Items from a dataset
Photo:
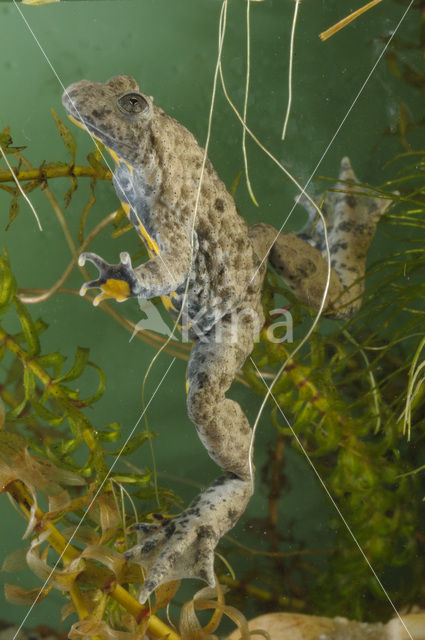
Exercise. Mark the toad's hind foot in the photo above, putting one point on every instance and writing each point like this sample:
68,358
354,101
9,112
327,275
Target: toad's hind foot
184,546
116,281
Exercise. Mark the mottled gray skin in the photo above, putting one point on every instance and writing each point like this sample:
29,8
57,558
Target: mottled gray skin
158,167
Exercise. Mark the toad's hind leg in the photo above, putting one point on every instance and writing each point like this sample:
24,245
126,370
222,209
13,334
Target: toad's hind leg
184,546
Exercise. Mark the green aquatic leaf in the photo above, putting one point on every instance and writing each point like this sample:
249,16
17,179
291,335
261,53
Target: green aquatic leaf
80,362
28,327
6,142
7,283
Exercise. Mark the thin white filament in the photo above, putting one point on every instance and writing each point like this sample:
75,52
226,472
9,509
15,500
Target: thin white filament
28,201
222,20
291,64
245,105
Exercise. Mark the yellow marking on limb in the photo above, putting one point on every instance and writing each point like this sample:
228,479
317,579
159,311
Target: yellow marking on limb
117,289
153,248
168,303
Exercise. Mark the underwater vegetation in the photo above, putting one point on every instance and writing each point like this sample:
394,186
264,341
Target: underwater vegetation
352,399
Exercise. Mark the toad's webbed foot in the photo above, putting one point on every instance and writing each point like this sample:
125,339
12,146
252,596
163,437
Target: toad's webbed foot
116,281
183,547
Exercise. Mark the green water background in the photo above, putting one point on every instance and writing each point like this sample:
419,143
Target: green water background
170,47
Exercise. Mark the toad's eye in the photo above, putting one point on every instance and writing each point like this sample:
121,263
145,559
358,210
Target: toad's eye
133,103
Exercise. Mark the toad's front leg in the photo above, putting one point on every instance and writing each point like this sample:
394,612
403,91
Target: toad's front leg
184,546
159,276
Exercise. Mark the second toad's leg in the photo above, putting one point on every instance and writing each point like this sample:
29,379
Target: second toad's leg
184,546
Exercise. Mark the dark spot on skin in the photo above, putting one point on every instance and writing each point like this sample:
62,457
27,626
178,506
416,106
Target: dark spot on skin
346,226
350,200
232,514
219,204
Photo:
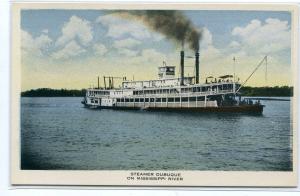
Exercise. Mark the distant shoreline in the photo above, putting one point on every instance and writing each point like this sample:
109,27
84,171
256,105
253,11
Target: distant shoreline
247,91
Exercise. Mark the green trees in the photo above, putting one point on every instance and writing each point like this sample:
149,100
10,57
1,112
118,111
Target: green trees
47,92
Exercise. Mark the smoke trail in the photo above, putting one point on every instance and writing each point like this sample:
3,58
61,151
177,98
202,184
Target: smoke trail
173,24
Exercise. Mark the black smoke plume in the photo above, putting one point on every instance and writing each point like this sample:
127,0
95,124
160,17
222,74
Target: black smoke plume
173,24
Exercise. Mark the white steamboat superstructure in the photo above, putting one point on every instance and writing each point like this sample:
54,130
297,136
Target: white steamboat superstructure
169,93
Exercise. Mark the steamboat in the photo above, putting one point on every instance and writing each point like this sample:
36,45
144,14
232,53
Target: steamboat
170,93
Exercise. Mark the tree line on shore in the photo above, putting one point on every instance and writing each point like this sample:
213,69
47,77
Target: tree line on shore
283,91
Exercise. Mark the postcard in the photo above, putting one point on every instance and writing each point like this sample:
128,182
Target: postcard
154,94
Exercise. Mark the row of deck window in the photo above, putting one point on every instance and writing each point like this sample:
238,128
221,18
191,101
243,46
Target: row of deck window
184,90
170,99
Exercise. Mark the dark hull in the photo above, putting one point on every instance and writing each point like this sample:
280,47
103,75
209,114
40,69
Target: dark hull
227,109
223,109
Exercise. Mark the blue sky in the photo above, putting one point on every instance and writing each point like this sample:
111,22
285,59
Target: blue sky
60,44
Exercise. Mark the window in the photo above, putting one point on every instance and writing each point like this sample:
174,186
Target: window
200,98
171,99
192,98
184,99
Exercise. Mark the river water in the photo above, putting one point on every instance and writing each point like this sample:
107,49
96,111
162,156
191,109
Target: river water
60,134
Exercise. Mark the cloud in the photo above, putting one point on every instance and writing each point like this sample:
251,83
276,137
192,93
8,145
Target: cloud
271,36
119,27
76,28
234,45
126,43
99,49
127,52
34,46
70,50
46,31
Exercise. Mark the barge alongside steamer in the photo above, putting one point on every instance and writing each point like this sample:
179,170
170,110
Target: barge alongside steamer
169,93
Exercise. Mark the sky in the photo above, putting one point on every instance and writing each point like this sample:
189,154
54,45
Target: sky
71,48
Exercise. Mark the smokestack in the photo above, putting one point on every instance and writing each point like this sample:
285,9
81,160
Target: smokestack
182,68
197,67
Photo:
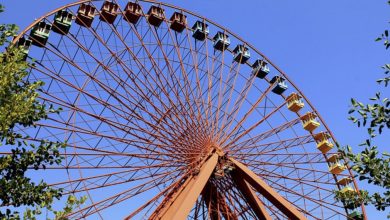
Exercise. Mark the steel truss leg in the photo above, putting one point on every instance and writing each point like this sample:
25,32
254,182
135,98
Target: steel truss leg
179,206
252,199
270,194
216,203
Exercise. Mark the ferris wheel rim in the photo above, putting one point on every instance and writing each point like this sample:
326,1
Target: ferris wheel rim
24,32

## WHAT TO PRODUCE
Strip the images and return the remaining data exactly.

## COMPLETED EXERCISE
Photo:
Exercise. Mark the toad's hind foot in the photo above, putting one point on every instance and writing each point like this sample:
68,358
354,101
9,112
327,275
Target: toad's hind foot
184,546
116,281
Exercise. Mark the mottled gray skin in the photo above, putting one point on every instance and writing each point like this sample:
29,8
57,558
Target: mottled gray skin
158,167
Exercise. Mark the toad's hind leg in the photo above, putting one point on every instance and writing each point like this sample:
24,245
126,370
222,209
13,334
Target: toad's hind leg
184,546
Exercise. Mark the green aquatic leaf in the photo above, putting one point on every instance and writing each point like this sample:
249,16
17,179
291,335
261,53
Target: green aquatic leaf
80,362
28,327
6,142
7,283
Exercise. Mark the thin white filament in the photo above, putting one point on every instance and writing each point like this sample:
75,52
226,472
9,509
15,500
Target: thin white filament
28,201
222,20
291,64
245,105
Exercise. Mark the yellow marking on limb in the photo above, putting one point on every instance and writing each point like this sample:
228,479
317,579
159,311
Target: yellow marking on limb
117,289
153,248
168,303
Exercise. Mark the underwater vegetation in the photo above, putting one point on every instance and writing each point like this sample:
394,186
264,341
Target: underwater vegetation
352,399
Exercise. Mark the toad's webbed foot in the photo above, putting one point on every instance and writing each point like this sample:
125,339
12,146
252,596
163,437
Target: toad's webbed foot
116,281
183,547
Exercise. Mark the green water background in the photo above, putting one point on every instance and writing each point like this sample:
419,143
Target: green water background
170,47
Exercise. Mark the toad's eye in the photo above, putting one point on every instance and writing each point like this sample:
121,263
145,559
358,210
Target: toad's eye
133,103
Exercise. Mark the toad's front leg in the photo above, putting one point on every instance and writing each point like this sample:
394,612
403,91
Target: toad's front leg
184,546
159,276
Exercise. Mark the second toad's leg in the photo above, putting one point on every instance and writing each point like this sample:
29,379
Target: second toad's leg
184,546
Exercise. Mark the dark spot on skin in the photo above, putting one point on every instance and writing each point like this sample:
62,457
27,626
178,506
416,106
Target: dark spot on skin
346,226
350,200
232,514
219,204
Photo:
Exercise. Mark the distant shoreline in the photo above, putting one point on every instance and writing each point like this sample:
109,27
84,171
256,105
253,11
Target: distant shoreline
247,91
Exercise. Mark the green trees in the photo above, putting one point on every instance and writing each point like this sample:
149,100
10,57
1,112
118,111
Target: green trees
47,92
Exercise. Mark the smoke trail in the photo above, putting one point on every instance and writing each point like this sample:
3,58
61,151
177,98
202,184
Target: smoke trail
173,24
Exercise. Mark the black smoke plume in the photo above, putting one point on every instance and writing each point like this sample:
127,0
95,124
160,17
222,74
Target: black smoke plume
173,24
Exercise. Mark the white steamboat superstructure in the photo above, putting one point on every instance and writing each point like this sample:
54,130
297,136
Target: white steamboat superstructure
169,93
Exercise. Mark the steamboat in the photo above, putting one point on every instance and writing each point like this sample:
36,45
144,14
232,53
Target: steamboat
170,93
Exercise. Mark the tree line on shore in the photo above, putting one point on every instance and writing each point like this sample:
213,69
47,77
Target: tree line on shore
283,91
Exercise. Mark the postcard in the photo above, putting one point on every instance and writing each point like this sample:
128,182
Target: postcard
154,94
Exercise. Mark the row of deck window in the photo above, putting one point on every instance and writing each point like this sample:
238,128
221,18
191,101
243,46
Target: row of deck window
184,90
170,99
Exercise. Mark the dark hull in the photo above, putting one point on every instance and writing each point like this sample:
280,47
103,75
209,114
40,69
Target: dark hull
227,109
223,109
Exercise. Mark the blue sky in the photo above, putting one point on every instance and writing each point like this sample:
111,22
285,59
Target: blue sky
60,44
Exercise. Mark the window in the photo above, putting one point on every instance and writing each point like this sample:
174,186
Target: window
200,98
171,99
192,98
184,99
Exercise. Mark the river water in the photo above, putting one point on every instance and writing each point like this sample:
107,49
96,111
162,156
191,109
Target: river water
60,134
Exercise. Mark the cloud in the photo above, putting one point on every instance and writing each point like this sample:
251,83
276,137
192,93
8,145
Target: cloud
271,36
119,27
76,28
234,45
126,43
99,49
127,52
34,46
70,50
46,31
Exercise. Mark the barge alongside steamer in the photo above, putting one point on every instance and writing each point like this sample:
179,170
170,110
Target: barge alongside steamer
169,93
Exercise. Mark the sky in the photo above, putting one point on every instance and writing each point like this sample:
189,154
54,45
Target: sky
71,48
Exercise. Mark the smokestack in the photo above, putting one point on every instance and writing each point like this sample:
285,9
81,160
Target: smokestack
182,68
197,67
Photo:
Exercise. Mark the steel truss leg in the photo above, putting one point on every instance and writing each point like this sample:
25,32
254,182
135,98
Target: steel truss leg
179,206
252,199
270,194
216,203
Exercise. Mark the ferris wheel rim in the photo above, putting one point on every instance and writing each point like this sample:
326,1
Target: ferris wheel rim
24,32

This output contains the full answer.